▸ **Exercise objective**:
Under this task are some entries; return every one of them exactly.

▸ **Given data**:
━━━━

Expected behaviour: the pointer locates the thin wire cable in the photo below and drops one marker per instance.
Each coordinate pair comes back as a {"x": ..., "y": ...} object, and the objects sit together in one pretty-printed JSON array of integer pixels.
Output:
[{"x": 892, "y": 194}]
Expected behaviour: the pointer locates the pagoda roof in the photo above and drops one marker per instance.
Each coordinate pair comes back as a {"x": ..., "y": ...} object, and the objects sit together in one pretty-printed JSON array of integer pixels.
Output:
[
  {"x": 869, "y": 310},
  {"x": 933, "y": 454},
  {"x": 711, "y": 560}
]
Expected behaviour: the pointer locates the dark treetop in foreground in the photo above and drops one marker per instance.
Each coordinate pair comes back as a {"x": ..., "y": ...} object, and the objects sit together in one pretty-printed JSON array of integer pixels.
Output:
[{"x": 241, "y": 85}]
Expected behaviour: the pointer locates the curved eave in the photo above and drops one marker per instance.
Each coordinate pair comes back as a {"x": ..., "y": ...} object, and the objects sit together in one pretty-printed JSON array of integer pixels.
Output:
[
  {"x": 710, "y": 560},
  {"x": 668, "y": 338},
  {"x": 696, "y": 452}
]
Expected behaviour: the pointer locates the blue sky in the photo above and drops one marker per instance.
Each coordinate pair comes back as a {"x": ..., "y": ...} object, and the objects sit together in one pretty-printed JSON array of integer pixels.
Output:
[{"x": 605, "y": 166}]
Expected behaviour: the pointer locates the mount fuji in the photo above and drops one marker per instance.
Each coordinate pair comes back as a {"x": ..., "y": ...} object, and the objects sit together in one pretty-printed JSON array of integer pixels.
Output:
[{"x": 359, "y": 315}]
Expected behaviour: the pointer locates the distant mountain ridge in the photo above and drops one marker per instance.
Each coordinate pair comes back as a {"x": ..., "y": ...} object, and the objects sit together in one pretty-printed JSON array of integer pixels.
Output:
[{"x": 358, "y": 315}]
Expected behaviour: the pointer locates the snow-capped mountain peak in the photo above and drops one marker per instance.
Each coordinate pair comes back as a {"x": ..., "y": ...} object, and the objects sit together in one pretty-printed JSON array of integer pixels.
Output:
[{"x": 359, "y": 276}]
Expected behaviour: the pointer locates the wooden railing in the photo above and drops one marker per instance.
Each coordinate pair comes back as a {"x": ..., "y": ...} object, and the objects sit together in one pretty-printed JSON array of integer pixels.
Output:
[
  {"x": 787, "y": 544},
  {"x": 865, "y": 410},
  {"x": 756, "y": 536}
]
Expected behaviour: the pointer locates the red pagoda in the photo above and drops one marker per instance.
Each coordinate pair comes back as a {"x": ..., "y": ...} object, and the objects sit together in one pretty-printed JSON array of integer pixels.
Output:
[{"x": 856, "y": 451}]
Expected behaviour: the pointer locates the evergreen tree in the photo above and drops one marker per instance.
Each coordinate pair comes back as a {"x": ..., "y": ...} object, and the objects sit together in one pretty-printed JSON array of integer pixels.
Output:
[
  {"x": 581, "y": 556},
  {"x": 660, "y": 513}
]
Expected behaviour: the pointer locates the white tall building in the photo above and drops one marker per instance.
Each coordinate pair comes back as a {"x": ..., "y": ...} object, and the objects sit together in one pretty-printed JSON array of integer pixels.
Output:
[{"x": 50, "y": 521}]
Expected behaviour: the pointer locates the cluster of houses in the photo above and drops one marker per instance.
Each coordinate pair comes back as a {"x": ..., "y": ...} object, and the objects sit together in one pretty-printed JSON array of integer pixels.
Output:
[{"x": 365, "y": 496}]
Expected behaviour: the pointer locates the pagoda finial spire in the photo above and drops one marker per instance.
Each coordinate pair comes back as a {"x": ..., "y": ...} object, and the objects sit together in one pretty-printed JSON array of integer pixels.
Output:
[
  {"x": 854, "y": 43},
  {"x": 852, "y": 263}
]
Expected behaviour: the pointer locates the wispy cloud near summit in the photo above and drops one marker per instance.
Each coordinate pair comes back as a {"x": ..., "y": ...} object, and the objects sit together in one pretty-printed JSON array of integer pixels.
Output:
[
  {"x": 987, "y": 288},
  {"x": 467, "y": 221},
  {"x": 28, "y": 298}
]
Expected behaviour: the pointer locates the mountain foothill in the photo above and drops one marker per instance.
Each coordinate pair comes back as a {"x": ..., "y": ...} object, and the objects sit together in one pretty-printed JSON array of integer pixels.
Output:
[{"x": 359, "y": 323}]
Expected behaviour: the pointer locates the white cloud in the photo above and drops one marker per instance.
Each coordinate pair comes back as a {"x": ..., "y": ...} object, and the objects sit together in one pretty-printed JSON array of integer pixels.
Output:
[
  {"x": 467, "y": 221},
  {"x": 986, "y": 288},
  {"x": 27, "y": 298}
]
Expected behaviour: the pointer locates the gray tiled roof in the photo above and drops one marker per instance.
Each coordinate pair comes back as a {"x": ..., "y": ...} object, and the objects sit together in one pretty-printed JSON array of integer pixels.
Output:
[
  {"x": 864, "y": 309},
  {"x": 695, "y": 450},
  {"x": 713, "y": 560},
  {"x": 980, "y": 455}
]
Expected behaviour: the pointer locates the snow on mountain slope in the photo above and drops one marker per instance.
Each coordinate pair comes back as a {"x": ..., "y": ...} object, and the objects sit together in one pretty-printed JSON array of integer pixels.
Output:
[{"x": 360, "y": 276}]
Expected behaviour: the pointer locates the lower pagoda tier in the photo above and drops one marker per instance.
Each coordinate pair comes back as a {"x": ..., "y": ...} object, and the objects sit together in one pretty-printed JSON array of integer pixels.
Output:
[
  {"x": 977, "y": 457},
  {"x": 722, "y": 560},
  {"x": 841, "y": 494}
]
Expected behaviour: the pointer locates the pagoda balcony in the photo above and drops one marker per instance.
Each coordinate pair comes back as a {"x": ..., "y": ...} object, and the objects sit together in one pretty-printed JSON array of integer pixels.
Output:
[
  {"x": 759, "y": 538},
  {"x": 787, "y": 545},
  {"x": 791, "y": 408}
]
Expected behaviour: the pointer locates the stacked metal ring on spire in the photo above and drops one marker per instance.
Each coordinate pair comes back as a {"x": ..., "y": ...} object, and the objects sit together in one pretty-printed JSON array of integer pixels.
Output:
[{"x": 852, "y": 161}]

━━━━

▸ **Reply to the exercise**:
Expected behaviour: the pointer locates the thin wire cable in the photo below and drops one marker per instance.
Each coordinate pair comes back as a {"x": ..., "y": ...} object, and the objects sit together in one pretty-printed JSON array of integer pixels.
Output:
[{"x": 892, "y": 194}]
Expected behaviour: the pointer locates the pagoda roof in the photo above and drops one marker per instance.
Each coordinate pair comes back as a {"x": ..., "y": ...} object, and the objects sit together in one pretty-printed JSON array of integer pixels.
Output:
[
  {"x": 869, "y": 310},
  {"x": 933, "y": 454},
  {"x": 711, "y": 560}
]
Expected behaviour: the pointer locates the dark treetop in foreground in the photo above and drops one marker per instance.
Each coordinate pair comes back as a {"x": ..., "y": ...} object, and the objects sit together in one pretty-printed JSON array of integer pixels.
Output:
[{"x": 241, "y": 85}]
Expected behaviour: the pointer locates the curved eave in the photo above and drops one marker per instance.
Each coordinate pair comes back as a {"x": ..., "y": ...} object, and the objects sit together in one pretty-printed JSON array of integer pixels.
Output:
[
  {"x": 710, "y": 560},
  {"x": 668, "y": 338},
  {"x": 696, "y": 452}
]
Expected behaviour: the pointer locates the blue sky in the photo above and drops one marker per instance.
Each coordinate pair comes back as a {"x": ..., "y": ...} object, and the objects sit together in one pretty-printed JSON array of integer pixels.
Output:
[{"x": 605, "y": 166}]
Expected behaviour: the pointer locates the mount fuji in the photo above and drops one marker per instance.
Each coordinate pair comes back as a {"x": ..., "y": ...} object, and the objects sit together in one pretty-printed JSON array of integer pixels.
Output:
[{"x": 359, "y": 315}]
Expected behaviour: the pointer locates the distant mountain ridge in the photo above and drops one marker per instance.
Each coordinate pair comes back as a {"x": ..., "y": ...} object, and the objects sit together in one pretty-printed JSON array of integer pixels.
Output:
[{"x": 358, "y": 315}]
Expected behaviour: the pointer locates the snow-capped mountain peak in the photo above and drops one marker per instance.
Each coordinate pair comes back as a {"x": ..., "y": ...} object, and the objects sit together in one pretty-printed JSON array of integer pixels.
Output:
[{"x": 359, "y": 276}]
Expected behaviour: the pointer locates the wooden railing in the photo above and drops one marker per instance.
Each coordinate pair comes back as a {"x": ..., "y": ...} object, and the objects sit together in one pretty-printed JSON array of integer pixels.
Output:
[
  {"x": 787, "y": 544},
  {"x": 865, "y": 410},
  {"x": 756, "y": 536}
]
Expected behaviour: the pointer locates the red pagoda in the photo above and drops one marker per instance.
Each coordinate pair comes back as a {"x": ..., "y": ...} object, and the objects sit together in one pretty-printed JSON array of integer pixels.
Output:
[{"x": 856, "y": 451}]
Expected behaviour: the pointer locates the evergreen tree in the photo above and drops one marker per instance.
Each coordinate pair comes back as a {"x": ..., "y": ...} object, and the objects sit together in one pretty-printed JSON array of integer pixels.
Output:
[
  {"x": 581, "y": 556},
  {"x": 660, "y": 513}
]
Expected behaviour: the pointer locates the white tall building in the photo above and drops one marker per instance.
Each coordinate pair comes back as a {"x": ..., "y": ...} object, and the objects sit together in one pretty-printed JSON array of integer pixels.
Output:
[{"x": 50, "y": 521}]
Expected behaviour: the pointer locates the cluster of houses in the photo above and drops one marker per instance.
Each coordinate pair comes back as a {"x": ..., "y": ...} object, and the objects sit together in one pretty-printed JSON array of integer pixels.
Output:
[{"x": 365, "y": 496}]
Expected behaviour: the pointer locates the pagoda finial spire in the photo above and drops one marker per instance.
Each coordinate pair comes back as a {"x": ..., "y": ...} object, and the objects sit together in one pretty-printed JSON array of integer pixels.
Output:
[
  {"x": 854, "y": 43},
  {"x": 852, "y": 263}
]
Expected behaviour: the pointer locates the wispy cloud near summit in the photo above and drops one marker per instance.
Each coordinate pair comes back as a {"x": ..., "y": ...} object, and the objects sit together in one pretty-printed JSON array of integer pixels.
Output:
[
  {"x": 987, "y": 288},
  {"x": 467, "y": 221},
  {"x": 28, "y": 298}
]
Expected behaviour: the pointer locates the mountain foothill in the photo above and drops one marker per instance.
Each coordinate pair comes back as a {"x": ..., "y": ...} object, and the objects sit together in one pretty-printed JSON array of integer pixels.
Output:
[{"x": 359, "y": 323}]
Expected behaviour: the pointer locates the white cloud in the photo above and drops one marker per instance.
Each coordinate pair comes back as a {"x": ..., "y": ...} object, and the objects sit together in one pretty-printed JSON array of integer pixels.
Output:
[
  {"x": 467, "y": 221},
  {"x": 986, "y": 288},
  {"x": 27, "y": 298}
]
Expected behaviour: the pointer locates the gray tiled roof in the photo above and drops one marker per instance.
Each coordinate pair comes back as a {"x": ..., "y": ...} object, and the objects sit together in one pretty-printed JSON array of integer pixels.
Output:
[
  {"x": 864, "y": 309},
  {"x": 695, "y": 450},
  {"x": 713, "y": 560},
  {"x": 980, "y": 455}
]
Expected behaviour: the pointer locates the snow on mountain slope in the photo above and drops one marker per instance.
Each coordinate pair comes back as a {"x": ..., "y": ...} object, and the objects sit together in one pretty-printed JSON array of integer pixels.
Output:
[{"x": 360, "y": 276}]
Expected behaviour: the pointer locates the lower pagoda tier in the photo above and drops one marker per instance.
Each coordinate pair comes back as a {"x": ..., "y": ...} object, and the objects sit together in one pretty-printed JSON array of integer pixels.
Output:
[
  {"x": 977, "y": 457},
  {"x": 722, "y": 560},
  {"x": 841, "y": 494}
]
Expected behaviour: the pointer locates the pagoda balcony in the photo above and drops one marker per instance.
Each coordinate pair comes back as a {"x": ..., "y": ...} object, and the objects sit together in one pretty-printed JSON array of integer pixels.
Output:
[
  {"x": 759, "y": 538},
  {"x": 787, "y": 545},
  {"x": 791, "y": 408}
]
Expected behaviour: the pointer locates the stacked metal ring on spire in the photo above and drops one marker per instance.
Each coordinate pair comes back as a {"x": ..., "y": ...} object, and the objects sit together in one pretty-printed JSON array of integer pixels.
Output:
[{"x": 852, "y": 161}]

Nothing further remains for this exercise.